→ **Requirements**
Please print every entry below word for word, leaving out the pictures.

→ **Exercise material**
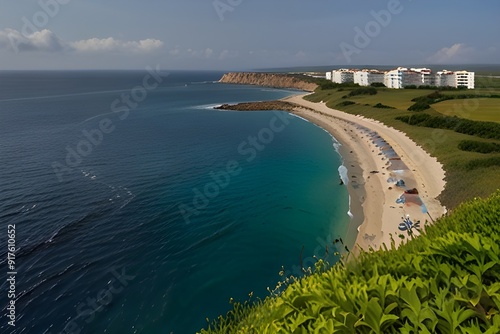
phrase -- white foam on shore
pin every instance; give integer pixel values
(343, 174)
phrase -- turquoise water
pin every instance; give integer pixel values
(123, 242)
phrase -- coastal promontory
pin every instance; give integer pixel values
(273, 80)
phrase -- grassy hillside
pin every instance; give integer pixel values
(463, 182)
(488, 110)
(446, 281)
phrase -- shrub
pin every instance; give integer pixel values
(478, 146)
(487, 130)
(446, 281)
(383, 106)
(363, 91)
(419, 106)
(345, 103)
(482, 163)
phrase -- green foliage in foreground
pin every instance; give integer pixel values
(446, 281)
(382, 106)
(488, 130)
(424, 102)
(363, 91)
(479, 146)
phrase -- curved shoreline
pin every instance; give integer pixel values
(381, 213)
(373, 198)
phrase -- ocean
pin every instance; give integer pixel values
(137, 208)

→ **The output**
phrase -- white foam on shore
pin every instance; give integer pixel values
(343, 174)
phrase -- turquoise water
pin every instance; give integer pixel values
(123, 242)
phrase -- coastal promontory
pin every instance; give integer pixel values
(273, 80)
phrase -- grassy hillside
pin every instance; give integer pixel values
(463, 182)
(488, 110)
(446, 281)
phrase -- shrub
pin every instance; give integer pixel values
(478, 146)
(487, 130)
(446, 281)
(383, 106)
(363, 91)
(419, 106)
(345, 103)
(482, 163)
phrase -- green foliage in foreground
pin every instance; give integer pixel values
(446, 281)
(382, 106)
(488, 130)
(424, 102)
(363, 91)
(479, 146)
phrase -- curved shoreline
pin every instance; give integer pixel values
(381, 213)
(373, 198)
phrase -- ocean
pin every instance; give integer pixel values
(137, 208)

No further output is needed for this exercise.